# Exercise set:
1) According to the passage on chastity, what kind of virtue is chastity in The Catechism?
2) Print the part of the passage on chastity that begins with the words "In The Catechism" and ends after the words "throughout her/his life.".
3) Can you turn the paragraph in the passage on chastity that opens with "The first function is" into a short list that keeps its main facts?

# Passage to read:
Start of Block

In The Catechism chastity is a functionary virtue, in the sense that chastity helps us to integrate the gift of sexuality. On the practical level, chastity functions on two levels: this act of self-understanding of the gift that leads us to seek its integration within ourselves as relational persons and a more regulatory promotion of abstinence.
The first function is a positive appreciation of sexuality, embodiment, relationality and maturing sexual intimacy. Appreciating sexuality as gift, chastity invites the Catholic to see the need for understanding the special ways that sexuality brings us together within the love of God. Chastity calls the Catholic to develop this positive appreciation incrementally throughout her/his life.
The latter function promotes an abstinence whether very narrowly in terms of a marital chastity that teaches that Catholic spouses should abstain from sexual relations outside of marriage, or for that matter any sexual activity that would in itself be anti-procreative, and more broadly in denying any sexual expressions that are genitally intimate outside of marriage, whether heterosexual or homosexual dating. It is important to realize that in promoting abstinence, Church teaching sees heterosexual attraction as a good and recognizes the expression of sexuality in relationships as a gift to be enjoyed solely in the context of the institution of marriage. On the other hand, chastity applies to persons who are not predominantly heterosexual differently, in part because their sexual tendencies ought to unite them not to another person but to the cross wherein they will hopefully find inner freedom. This teaching on chastity tries then to recognize that by a special union with Christ, even here, the chaste homosexual is not meant to be alone.

End of Block

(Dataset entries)
Start of Block

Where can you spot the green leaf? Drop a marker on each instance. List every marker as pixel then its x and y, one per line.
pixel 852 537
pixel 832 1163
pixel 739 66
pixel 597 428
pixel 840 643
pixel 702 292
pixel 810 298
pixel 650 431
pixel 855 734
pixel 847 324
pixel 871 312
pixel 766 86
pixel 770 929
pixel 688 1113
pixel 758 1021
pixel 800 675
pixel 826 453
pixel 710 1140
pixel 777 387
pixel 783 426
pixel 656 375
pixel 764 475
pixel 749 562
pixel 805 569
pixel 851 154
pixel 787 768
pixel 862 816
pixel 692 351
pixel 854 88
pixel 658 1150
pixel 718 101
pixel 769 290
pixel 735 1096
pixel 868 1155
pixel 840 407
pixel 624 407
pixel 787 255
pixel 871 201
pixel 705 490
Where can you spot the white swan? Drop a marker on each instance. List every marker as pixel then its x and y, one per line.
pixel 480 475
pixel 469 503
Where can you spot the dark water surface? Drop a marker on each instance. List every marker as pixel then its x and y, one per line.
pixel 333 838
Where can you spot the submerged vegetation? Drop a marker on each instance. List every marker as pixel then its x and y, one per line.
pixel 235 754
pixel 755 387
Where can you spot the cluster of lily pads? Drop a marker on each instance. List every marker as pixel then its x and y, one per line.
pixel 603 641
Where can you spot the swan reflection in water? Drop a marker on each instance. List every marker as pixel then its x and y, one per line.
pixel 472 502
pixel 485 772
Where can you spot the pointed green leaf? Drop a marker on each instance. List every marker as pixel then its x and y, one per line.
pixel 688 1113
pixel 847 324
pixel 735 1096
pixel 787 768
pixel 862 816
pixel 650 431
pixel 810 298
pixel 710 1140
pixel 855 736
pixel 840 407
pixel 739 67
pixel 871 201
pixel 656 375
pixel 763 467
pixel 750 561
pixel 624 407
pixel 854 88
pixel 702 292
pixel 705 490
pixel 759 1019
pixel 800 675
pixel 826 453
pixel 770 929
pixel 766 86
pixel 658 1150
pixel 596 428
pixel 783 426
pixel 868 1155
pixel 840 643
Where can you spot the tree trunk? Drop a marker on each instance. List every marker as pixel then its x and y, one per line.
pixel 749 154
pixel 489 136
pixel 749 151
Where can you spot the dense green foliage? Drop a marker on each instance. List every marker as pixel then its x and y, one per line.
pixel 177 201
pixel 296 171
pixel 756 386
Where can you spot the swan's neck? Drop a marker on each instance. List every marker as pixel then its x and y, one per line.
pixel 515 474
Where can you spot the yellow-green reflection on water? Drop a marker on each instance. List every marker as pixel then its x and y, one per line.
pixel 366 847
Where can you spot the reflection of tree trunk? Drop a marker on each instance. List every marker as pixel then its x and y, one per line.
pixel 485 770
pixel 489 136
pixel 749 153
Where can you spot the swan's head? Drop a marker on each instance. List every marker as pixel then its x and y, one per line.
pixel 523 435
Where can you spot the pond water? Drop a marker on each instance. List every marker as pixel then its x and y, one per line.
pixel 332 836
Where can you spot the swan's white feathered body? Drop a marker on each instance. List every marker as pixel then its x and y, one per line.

End of Block

# Answers by task:
1) A functionary virtue.

2)
In The Catechism chastity is a functionary virtue, in the sense that chastity helps us to integrate the gift of sexuality. On the practical level, chastity functions on two levels: this act of self-understanding of the gift that leads us to seek its integration within ourselves as relational persons and a more regulatory promotion of abstinence.
The first function is a positive appreciation of sexuality, embodiment, relationality and maturing sexual intimacy. Appreciating sexuality as gift, chastity invites the Catholic to see the need for understanding the special ways that sexuality brings us together within the love of God. Chastity calls the Catholic to develop this positive appreciation incrementally throughout her/his life.

3)
- The first function is a positive appreciation of sexuality, embodiment, relationality and maturing sexual intimacy.
- Seeing sexuality as a gift, chastity invites Catholics to understand the special ways sexuality brings people together within God's love.
- Chastity calls Catholics to develop this appreciation gradually throughout their lives.